::: Records supplied

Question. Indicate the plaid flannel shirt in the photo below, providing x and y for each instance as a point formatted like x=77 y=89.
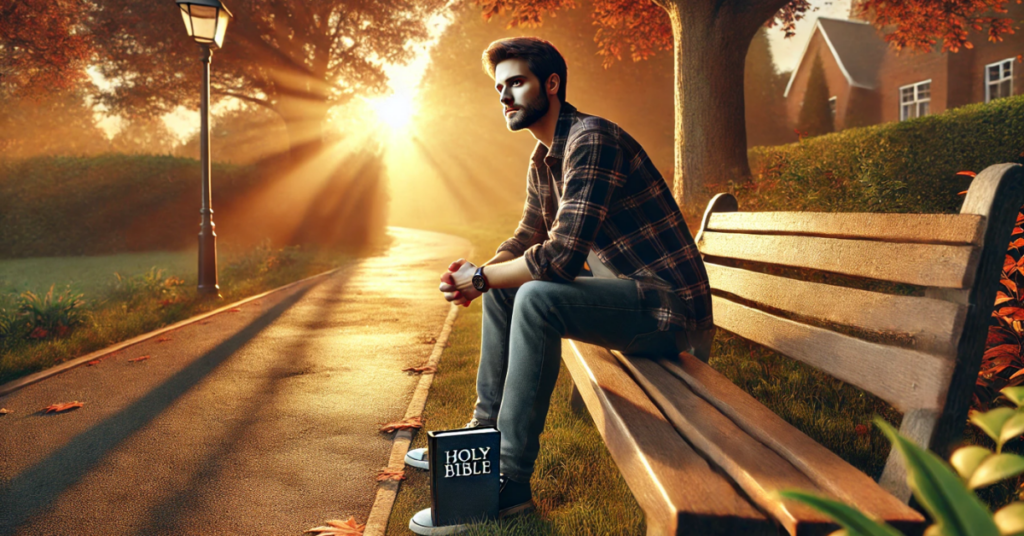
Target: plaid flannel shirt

::::::
::: Records supplied

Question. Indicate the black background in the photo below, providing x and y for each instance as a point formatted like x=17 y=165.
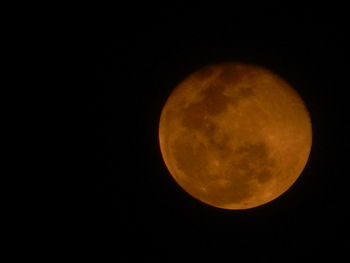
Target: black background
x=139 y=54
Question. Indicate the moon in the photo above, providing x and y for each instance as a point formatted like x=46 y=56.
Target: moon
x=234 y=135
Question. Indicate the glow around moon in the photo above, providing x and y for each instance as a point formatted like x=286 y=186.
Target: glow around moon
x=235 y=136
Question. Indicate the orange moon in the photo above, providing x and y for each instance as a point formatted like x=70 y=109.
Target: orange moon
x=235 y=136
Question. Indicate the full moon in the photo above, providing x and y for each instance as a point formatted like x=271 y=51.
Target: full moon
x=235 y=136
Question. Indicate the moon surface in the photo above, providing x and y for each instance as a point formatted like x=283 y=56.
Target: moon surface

::::::

## Exercise aim
Copy the records verbatim from the line containing "Question. Indicate the moon surface" through the line containing "Target: moon surface", including both of those lines.

## Exercise result
Question. Indicate the moon surface in the photo above, providing x and y for each instance as a point formatted like x=283 y=56.
Target: moon surface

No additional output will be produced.